→ RECORD EXTRACTS:

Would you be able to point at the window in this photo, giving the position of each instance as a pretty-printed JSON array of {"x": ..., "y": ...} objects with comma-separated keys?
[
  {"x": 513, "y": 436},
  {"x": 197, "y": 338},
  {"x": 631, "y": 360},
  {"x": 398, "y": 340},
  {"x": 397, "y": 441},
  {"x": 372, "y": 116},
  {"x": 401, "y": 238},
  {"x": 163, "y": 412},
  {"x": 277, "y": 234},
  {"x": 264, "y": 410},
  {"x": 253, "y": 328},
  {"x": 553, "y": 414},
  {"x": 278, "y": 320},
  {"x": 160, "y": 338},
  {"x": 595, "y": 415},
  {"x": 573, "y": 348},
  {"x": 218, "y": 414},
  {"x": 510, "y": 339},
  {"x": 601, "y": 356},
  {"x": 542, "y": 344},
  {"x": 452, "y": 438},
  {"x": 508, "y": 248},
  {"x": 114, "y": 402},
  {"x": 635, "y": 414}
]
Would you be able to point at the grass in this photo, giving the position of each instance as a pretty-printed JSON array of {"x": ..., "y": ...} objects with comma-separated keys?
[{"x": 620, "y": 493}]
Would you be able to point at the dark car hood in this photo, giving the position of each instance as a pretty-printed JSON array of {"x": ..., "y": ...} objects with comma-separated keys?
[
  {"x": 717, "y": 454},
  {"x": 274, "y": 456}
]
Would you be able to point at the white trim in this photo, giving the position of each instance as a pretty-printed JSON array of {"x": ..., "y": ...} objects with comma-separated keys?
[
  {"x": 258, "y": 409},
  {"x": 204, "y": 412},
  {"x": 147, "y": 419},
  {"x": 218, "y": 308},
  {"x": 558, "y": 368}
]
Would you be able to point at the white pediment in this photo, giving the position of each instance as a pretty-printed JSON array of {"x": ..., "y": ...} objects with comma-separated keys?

→ EXERCISE DESCRIPTION: Whatever the entries above contain, reproduce all of them exactly.

→ RESPONSE TO THIS EXERCISE:
Would you be able to point at the window in this photo, giving the position of each instance as a pretty-printed JSON array of {"x": ..., "y": ...} objects with comma-separated keys?
[
  {"x": 513, "y": 436},
  {"x": 197, "y": 338},
  {"x": 631, "y": 360},
  {"x": 398, "y": 340},
  {"x": 397, "y": 441},
  {"x": 372, "y": 116},
  {"x": 401, "y": 238},
  {"x": 163, "y": 412},
  {"x": 277, "y": 234},
  {"x": 264, "y": 410},
  {"x": 253, "y": 328},
  {"x": 553, "y": 414},
  {"x": 278, "y": 320},
  {"x": 160, "y": 338},
  {"x": 595, "y": 415},
  {"x": 573, "y": 348},
  {"x": 218, "y": 414},
  {"x": 510, "y": 339},
  {"x": 601, "y": 356},
  {"x": 542, "y": 344},
  {"x": 452, "y": 438},
  {"x": 508, "y": 248},
  {"x": 114, "y": 402},
  {"x": 635, "y": 414}
]
Would you be able to point at the grass in this photo, giving the position of each instance as a pretty-printed JSON array of {"x": ..., "y": ...} objects with comma-separated keys?
[{"x": 620, "y": 493}]
Would you be able to point at the dark car hood in this photo, giving the position of each instance as a pretty-printed JSON array of {"x": ..., "y": ...} objects with comma-separated keys?
[
  {"x": 717, "y": 454},
  {"x": 274, "y": 456}
]
Would you be able to point at the white trim in this photo, giving the position of each instance as a pretty-printed JSON array of {"x": ..., "y": ...} objects with comma-separated keys?
[
  {"x": 258, "y": 409},
  {"x": 204, "y": 412},
  {"x": 147, "y": 419},
  {"x": 218, "y": 308},
  {"x": 558, "y": 368}
]
Would you be able to point at the white pediment in this photo, giving the position of each instance as a pretty-printed JSON array of {"x": ..., "y": ...} objects with comma-separated keys?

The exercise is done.